#### Exercise aim:
All lines below containing the string "target" are to be copied.

Data entries:

+++

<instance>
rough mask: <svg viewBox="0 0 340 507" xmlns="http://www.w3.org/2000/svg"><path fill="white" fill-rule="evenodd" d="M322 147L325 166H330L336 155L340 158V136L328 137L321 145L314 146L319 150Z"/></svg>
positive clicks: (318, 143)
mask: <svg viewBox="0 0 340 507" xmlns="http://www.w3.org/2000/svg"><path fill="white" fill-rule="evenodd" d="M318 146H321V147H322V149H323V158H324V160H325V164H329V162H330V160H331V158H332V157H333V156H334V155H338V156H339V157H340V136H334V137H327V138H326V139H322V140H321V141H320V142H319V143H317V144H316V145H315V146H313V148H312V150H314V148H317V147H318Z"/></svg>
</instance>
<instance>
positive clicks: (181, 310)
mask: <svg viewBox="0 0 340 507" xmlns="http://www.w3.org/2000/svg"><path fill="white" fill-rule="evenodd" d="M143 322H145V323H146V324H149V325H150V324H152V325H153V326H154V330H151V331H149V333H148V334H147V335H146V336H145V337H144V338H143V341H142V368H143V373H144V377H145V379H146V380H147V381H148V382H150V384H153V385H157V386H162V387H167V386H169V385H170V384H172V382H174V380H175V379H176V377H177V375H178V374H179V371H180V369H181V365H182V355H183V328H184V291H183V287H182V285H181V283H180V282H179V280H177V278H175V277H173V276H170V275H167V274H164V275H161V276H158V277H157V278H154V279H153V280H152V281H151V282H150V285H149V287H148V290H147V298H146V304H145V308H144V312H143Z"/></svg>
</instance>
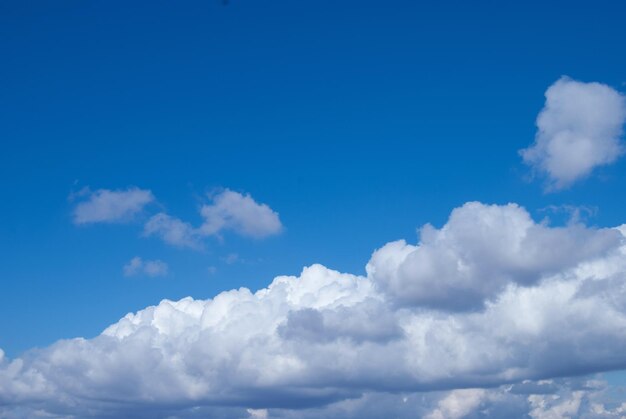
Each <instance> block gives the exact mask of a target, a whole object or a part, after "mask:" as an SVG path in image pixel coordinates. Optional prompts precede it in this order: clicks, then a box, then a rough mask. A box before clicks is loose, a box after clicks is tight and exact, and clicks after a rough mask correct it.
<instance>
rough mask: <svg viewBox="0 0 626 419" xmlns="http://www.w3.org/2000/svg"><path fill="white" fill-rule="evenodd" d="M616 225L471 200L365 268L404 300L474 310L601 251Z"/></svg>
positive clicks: (616, 240) (438, 306) (407, 303)
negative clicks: (481, 202) (479, 202)
mask: <svg viewBox="0 0 626 419" xmlns="http://www.w3.org/2000/svg"><path fill="white" fill-rule="evenodd" d="M620 237H621V236H620V234H619V232H618V231H617V230H614V229H589V228H585V227H584V226H583V225H580V224H579V225H570V226H569V227H566V228H550V227H548V226H546V225H543V224H537V223H535V222H534V221H533V220H532V218H531V217H530V215H529V214H528V212H526V210H524V209H523V208H521V207H519V206H517V205H515V204H508V205H503V206H498V205H484V204H481V203H478V202H469V203H467V204H465V205H463V206H462V207H460V208H457V209H455V210H454V211H453V212H452V214H451V215H450V219H449V220H448V222H447V223H446V225H445V226H443V227H442V228H441V229H439V230H437V229H435V228H434V227H432V226H430V225H426V226H424V227H423V228H422V229H421V242H420V243H419V244H418V245H417V246H414V245H410V244H407V243H406V242H405V241H403V240H402V241H397V242H392V243H389V244H387V245H385V246H384V247H382V248H381V249H379V250H377V251H376V252H375V253H374V255H373V256H372V259H371V260H370V262H369V263H368V265H367V271H368V274H369V276H370V278H371V279H372V280H373V281H374V283H375V284H376V285H377V286H379V287H380V288H381V289H382V290H383V291H384V292H385V293H386V294H387V295H389V296H390V297H391V298H392V299H393V300H394V301H397V302H398V303H400V304H404V305H416V306H426V307H431V308H438V309H446V310H453V311H454V310H456V311H458V310H474V309H478V308H481V307H482V306H483V304H484V303H485V302H486V301H488V300H489V299H492V298H495V297H497V296H498V295H500V294H501V292H502V291H503V290H504V288H505V287H506V286H507V285H508V284H510V283H514V284H521V285H533V284H536V283H538V282H539V281H540V280H541V279H542V278H544V277H546V276H548V275H551V274H554V273H556V272H560V271H563V270H564V269H567V268H569V267H572V266H574V265H576V264H579V263H581V262H583V261H586V260H592V259H594V258H597V257H601V256H603V255H604V254H605V253H606V252H607V251H609V250H611V249H613V248H614V247H615V245H616V244H617V243H618V242H619V240H620Z"/></svg>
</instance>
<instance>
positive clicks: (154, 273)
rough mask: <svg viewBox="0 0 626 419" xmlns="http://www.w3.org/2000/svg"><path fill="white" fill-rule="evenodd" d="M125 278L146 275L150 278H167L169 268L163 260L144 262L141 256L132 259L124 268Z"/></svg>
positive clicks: (135, 257) (124, 266) (129, 261)
mask: <svg viewBox="0 0 626 419" xmlns="http://www.w3.org/2000/svg"><path fill="white" fill-rule="evenodd" d="M123 271H124V276H136V275H146V276H150V277H156V276H165V275H167V273H168V271H169V268H168V266H167V263H165V262H163V261H162V260H158V259H156V260H143V259H142V258H140V257H139V256H135V257H134V258H132V259H131V260H130V261H129V262H128V263H127V264H126V265H124V267H123Z"/></svg>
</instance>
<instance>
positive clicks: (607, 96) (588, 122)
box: [520, 77, 626, 191]
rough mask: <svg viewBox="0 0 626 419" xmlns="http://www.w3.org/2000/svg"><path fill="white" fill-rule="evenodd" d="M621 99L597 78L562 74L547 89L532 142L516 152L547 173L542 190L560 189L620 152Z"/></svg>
mask: <svg viewBox="0 0 626 419" xmlns="http://www.w3.org/2000/svg"><path fill="white" fill-rule="evenodd" d="M625 120H626V99H625V97H624V96H623V95H622V94H621V93H620V92H618V91H616V90H615V89H613V88H611V87H609V86H607V85H605V84H601V83H583V82H580V81H576V80H572V79H570V78H568V77H562V78H561V79H559V80H558V81H556V82H555V83H554V84H553V85H552V86H550V87H549V88H548V90H547V91H546V103H545V106H544V108H543V109H542V110H541V112H540V113H539V116H538V117H537V128H538V131H537V134H536V137H535V143H534V144H533V145H532V146H530V147H528V148H526V149H523V150H520V154H521V156H522V158H523V159H524V162H525V163H526V164H528V165H529V166H531V167H532V168H533V169H535V170H536V171H538V172H540V173H543V174H545V175H546V176H547V179H548V186H547V190H549V191H550V190H558V189H564V188H567V187H569V186H571V185H572V184H573V183H574V182H576V181H578V180H580V179H582V178H584V177H586V176H588V175H589V174H591V172H592V171H593V170H594V169H595V168H596V167H599V166H603V165H607V164H610V163H613V162H614V161H615V160H617V158H618V157H619V156H620V155H622V154H623V151H624V146H623V144H622V143H621V141H620V137H621V135H622V127H623V125H624V121H625Z"/></svg>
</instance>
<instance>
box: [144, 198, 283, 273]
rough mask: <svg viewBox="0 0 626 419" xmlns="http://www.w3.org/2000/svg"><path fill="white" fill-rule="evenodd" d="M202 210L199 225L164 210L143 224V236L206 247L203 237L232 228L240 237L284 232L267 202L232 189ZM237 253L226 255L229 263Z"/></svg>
mask: <svg viewBox="0 0 626 419" xmlns="http://www.w3.org/2000/svg"><path fill="white" fill-rule="evenodd" d="M200 213H201V215H202V217H203V218H204V222H203V224H202V225H201V226H199V227H194V226H192V225H191V224H189V223H187V222H185V221H182V220H180V219H178V218H176V217H172V216H170V215H168V214H165V213H159V214H156V215H154V216H153V217H152V218H150V219H149V220H148V222H147V223H146V224H145V226H144V235H146V236H157V237H160V238H161V239H162V240H163V241H165V242H166V243H168V244H171V245H174V246H179V247H188V248H192V249H201V248H203V243H202V240H203V239H204V238H205V237H208V236H216V235H219V234H220V233H221V232H223V231H226V230H232V231H234V232H235V233H237V234H239V235H241V236H248V237H254V238H263V237H267V236H270V235H273V234H278V233H280V232H281V231H282V228H283V226H282V224H281V222H280V219H279V218H278V213H276V212H275V211H273V210H272V209H271V208H270V207H269V206H267V205H266V204H259V203H257V202H256V201H254V199H252V197H251V196H250V195H242V194H240V193H238V192H233V191H231V190H229V189H226V190H224V191H223V192H221V193H219V194H217V195H215V196H214V197H213V203H212V204H211V205H203V206H202V208H201V210H200ZM237 258H238V255H236V254H231V255H228V256H227V260H226V261H227V263H229V264H230V263H234V262H235V261H236V260H237Z"/></svg>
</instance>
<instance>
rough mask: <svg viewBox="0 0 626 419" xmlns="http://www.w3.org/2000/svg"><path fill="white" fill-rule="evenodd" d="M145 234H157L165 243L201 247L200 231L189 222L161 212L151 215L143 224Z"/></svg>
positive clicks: (175, 244) (200, 234) (152, 234)
mask: <svg viewBox="0 0 626 419" xmlns="http://www.w3.org/2000/svg"><path fill="white" fill-rule="evenodd" d="M143 233H144V235H145V236H157V237H159V238H160V239H161V240H163V241H164V242H165V243H167V244H171V245H173V246H177V247H188V248H191V249H202V247H203V244H202V241H201V238H202V237H201V234H200V232H199V231H198V230H197V229H196V228H194V227H193V226H192V225H191V224H189V223H187V222H184V221H182V220H180V219H178V218H176V217H172V216H170V215H167V214H165V213H163V212H161V213H158V214H156V215H154V216H152V217H151V218H150V219H149V220H148V222H146V224H145V225H144V229H143Z"/></svg>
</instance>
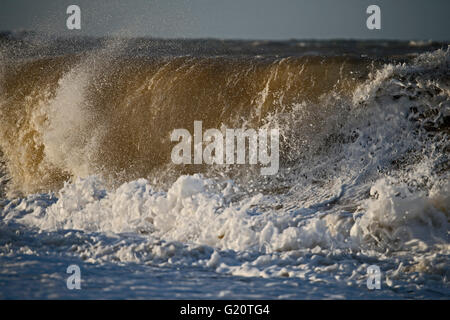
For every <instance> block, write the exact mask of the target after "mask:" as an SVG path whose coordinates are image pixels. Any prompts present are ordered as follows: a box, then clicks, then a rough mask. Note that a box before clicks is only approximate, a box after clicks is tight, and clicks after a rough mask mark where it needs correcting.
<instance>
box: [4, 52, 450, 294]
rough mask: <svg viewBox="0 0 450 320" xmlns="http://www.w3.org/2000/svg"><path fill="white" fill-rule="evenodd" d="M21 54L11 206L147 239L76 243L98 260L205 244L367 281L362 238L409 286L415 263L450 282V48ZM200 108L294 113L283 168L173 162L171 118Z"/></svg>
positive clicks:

+++

#### Exercise result:
Each <instance> block gives the exact mask of a target, a whole object or a part, after "mask:" as an SVG path in image pixel coordinates. Optional prompts precede it in this order: clicks, then a box, then a rough mask. A box before clicks is loose, a box after clicks is tight and exact, and clicks after a rough mask correct it.
For every <instance> block, write the exact mask of the target after "mask:" as an SVG path whose coordinates are image pixels. Any prompts present are ordered as follows: a box, then clicks, then a rough mask. Note that a box before clicks is only approximate, a box after clicks is tight, and clicks after a rough mask mark where it needs correcting.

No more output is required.